*** Document passage ***
Photo by Sarah Mercier.

The muezzin admitted to Kazeem that he had indeed converted to Christianity. Then, the muezzin began to tell Kazeem about Christianity and asked Kazeem to pray with him.

"I heeded the call of the muezzin to prayer," Kazeem said. “Only this time the muezzin called me to pray to Jesus Christ.” Kazeem decided, then and there, to convert to Christianity as well.

"I became a Christian because the Christian message is simpler than the Islamic message. Christianity asks you to believe in Jesus and be saved. Islam expected me to do many things: pray several times a day; fast during Ramadan; take a trip to Mecca; and so on in order to be saved. Yet only Christianity offered me the assurance of salvation and heaven," explains Kazeem.

As easy as it was for Kazeem to convert, it was that much harder to face his family. Like many Nigerians, Kazeem comes from a traditional Muslim family. "I was born into Islam" he says. He reports the majority of his family consider themselves to be Sunnis, but his uncle was a member of the Ahmadiyyas, a Pakistani Shiite order.

Kazeem states that his aunt, a devout Muslim, instigated his mother to persecute him after his conversion. He reports the two became extremely argumentative and tried to persuade him to reconsider his decision — perhaps to protect Kazeem from the same punishment experienced by the muezzin. But Kazeem’s father was more understanding. Kazeem relates that his father suggested that both Christians and Muslims serve the same God. And that seemed to end the family dispute.

Since his conversion, Kazeem reports that things have changed dramatically in some areas of Lagos. In his neighborhood, which is comprised of Muslims, Christians and Animists, many people have converted to Christianity. He says 50 percent of his family and extended family have converted to Christianity. He says that even his mother, who was hysterical over his conversion, has become a "white-garment Christian,” mixing Biblical teachings, sacrifices, and rituals with African ceremonies in a Pentecostal format.
*** End of Document passage ***
*** Data records ***
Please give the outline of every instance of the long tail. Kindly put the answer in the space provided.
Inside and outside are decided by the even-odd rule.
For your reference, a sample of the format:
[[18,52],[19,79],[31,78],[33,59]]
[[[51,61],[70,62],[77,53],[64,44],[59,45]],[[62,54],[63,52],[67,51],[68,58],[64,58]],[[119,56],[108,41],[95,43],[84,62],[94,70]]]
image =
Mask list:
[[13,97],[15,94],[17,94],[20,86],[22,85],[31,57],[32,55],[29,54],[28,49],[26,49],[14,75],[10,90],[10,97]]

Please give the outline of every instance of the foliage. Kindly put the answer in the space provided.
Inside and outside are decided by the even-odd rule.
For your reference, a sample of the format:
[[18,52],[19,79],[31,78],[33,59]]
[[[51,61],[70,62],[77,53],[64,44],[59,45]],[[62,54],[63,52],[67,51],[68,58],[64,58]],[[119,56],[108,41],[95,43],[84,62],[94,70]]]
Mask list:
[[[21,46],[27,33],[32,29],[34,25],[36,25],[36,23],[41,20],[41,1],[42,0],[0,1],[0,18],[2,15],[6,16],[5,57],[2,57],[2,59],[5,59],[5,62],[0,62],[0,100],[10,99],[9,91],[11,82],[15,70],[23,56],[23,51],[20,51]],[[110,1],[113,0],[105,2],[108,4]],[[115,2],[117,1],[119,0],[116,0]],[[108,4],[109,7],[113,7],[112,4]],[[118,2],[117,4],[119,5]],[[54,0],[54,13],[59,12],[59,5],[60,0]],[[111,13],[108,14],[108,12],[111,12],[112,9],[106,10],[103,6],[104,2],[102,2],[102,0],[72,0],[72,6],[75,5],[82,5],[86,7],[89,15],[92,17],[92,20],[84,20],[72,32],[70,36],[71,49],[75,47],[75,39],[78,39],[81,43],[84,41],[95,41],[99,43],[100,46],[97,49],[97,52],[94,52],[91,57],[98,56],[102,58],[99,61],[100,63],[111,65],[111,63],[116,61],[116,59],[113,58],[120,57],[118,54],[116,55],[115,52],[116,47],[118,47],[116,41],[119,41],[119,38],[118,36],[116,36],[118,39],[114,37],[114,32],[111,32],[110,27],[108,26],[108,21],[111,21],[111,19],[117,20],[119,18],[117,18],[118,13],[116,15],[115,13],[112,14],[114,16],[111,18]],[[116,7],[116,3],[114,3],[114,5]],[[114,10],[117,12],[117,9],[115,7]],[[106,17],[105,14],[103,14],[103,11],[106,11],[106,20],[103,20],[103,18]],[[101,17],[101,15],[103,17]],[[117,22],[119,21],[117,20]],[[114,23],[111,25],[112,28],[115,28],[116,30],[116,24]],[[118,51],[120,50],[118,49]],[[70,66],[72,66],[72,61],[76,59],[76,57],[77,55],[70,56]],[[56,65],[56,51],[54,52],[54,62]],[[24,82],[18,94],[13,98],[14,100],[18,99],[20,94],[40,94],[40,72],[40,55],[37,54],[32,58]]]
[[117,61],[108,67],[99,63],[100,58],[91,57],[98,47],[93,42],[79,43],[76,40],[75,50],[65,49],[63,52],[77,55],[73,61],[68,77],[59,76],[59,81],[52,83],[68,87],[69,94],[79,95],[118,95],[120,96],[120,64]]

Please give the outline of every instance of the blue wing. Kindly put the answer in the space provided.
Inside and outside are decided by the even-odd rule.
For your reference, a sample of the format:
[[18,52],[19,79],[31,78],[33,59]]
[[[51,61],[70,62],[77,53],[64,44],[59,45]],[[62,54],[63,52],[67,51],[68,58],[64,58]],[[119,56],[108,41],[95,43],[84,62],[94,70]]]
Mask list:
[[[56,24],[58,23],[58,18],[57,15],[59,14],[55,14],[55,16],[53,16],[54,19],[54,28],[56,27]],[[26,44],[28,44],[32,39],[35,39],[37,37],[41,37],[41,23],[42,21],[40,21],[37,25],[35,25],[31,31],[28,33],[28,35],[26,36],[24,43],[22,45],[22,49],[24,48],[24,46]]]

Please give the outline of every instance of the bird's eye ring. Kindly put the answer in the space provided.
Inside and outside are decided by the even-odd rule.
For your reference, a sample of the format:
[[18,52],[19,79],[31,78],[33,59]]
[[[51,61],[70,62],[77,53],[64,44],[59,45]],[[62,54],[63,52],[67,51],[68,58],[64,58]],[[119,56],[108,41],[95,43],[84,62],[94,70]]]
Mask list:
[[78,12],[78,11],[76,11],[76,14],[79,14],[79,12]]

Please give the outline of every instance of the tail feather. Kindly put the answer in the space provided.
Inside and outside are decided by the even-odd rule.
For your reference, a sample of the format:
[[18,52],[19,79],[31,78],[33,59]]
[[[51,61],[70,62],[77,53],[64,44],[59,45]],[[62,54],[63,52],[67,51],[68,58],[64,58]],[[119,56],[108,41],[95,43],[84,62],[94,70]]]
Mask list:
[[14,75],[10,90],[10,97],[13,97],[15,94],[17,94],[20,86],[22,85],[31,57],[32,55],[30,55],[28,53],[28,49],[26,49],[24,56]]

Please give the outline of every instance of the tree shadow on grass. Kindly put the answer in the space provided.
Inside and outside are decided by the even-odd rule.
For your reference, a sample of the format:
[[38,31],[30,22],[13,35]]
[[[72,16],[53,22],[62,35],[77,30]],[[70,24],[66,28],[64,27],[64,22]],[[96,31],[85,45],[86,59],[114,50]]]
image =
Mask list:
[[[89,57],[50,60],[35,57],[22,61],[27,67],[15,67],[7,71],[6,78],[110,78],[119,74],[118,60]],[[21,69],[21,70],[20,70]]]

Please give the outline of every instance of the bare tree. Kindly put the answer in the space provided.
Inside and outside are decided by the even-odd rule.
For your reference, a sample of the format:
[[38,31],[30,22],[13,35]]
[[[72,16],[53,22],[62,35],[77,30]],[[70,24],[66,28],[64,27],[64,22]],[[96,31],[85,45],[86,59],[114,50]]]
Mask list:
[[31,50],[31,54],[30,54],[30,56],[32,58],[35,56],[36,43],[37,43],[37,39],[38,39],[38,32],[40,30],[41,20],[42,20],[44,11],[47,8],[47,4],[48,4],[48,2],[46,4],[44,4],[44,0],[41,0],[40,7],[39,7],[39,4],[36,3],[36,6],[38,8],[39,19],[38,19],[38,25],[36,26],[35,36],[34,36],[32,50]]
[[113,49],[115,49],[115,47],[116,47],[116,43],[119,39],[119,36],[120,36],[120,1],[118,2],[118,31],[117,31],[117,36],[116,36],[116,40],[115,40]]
*** End of Data records ***
--- Task details ---
Set down the stretch of the passage about Kazeem's conversion from "Since his conversion, Kazeem" through "a Pentecostal format." with no changes. Rely only on the passage about Kazeem's conversion.

--- Task result ---
Since his conversion, Kazeem reports that things have changed dramatically in some areas of Lagos. In his neighborhood, which is comprised of Muslims, Christians and Animists, many people have converted to Christianity. He says 50 percent of his family and extended family have converted to Christianity. He says that even his mother, who was hysterical over his conversion, has become a "white-garment Christian,” mixing Biblical teachings, sacrifices, and rituals with African ceremonies in a Pentecostal format.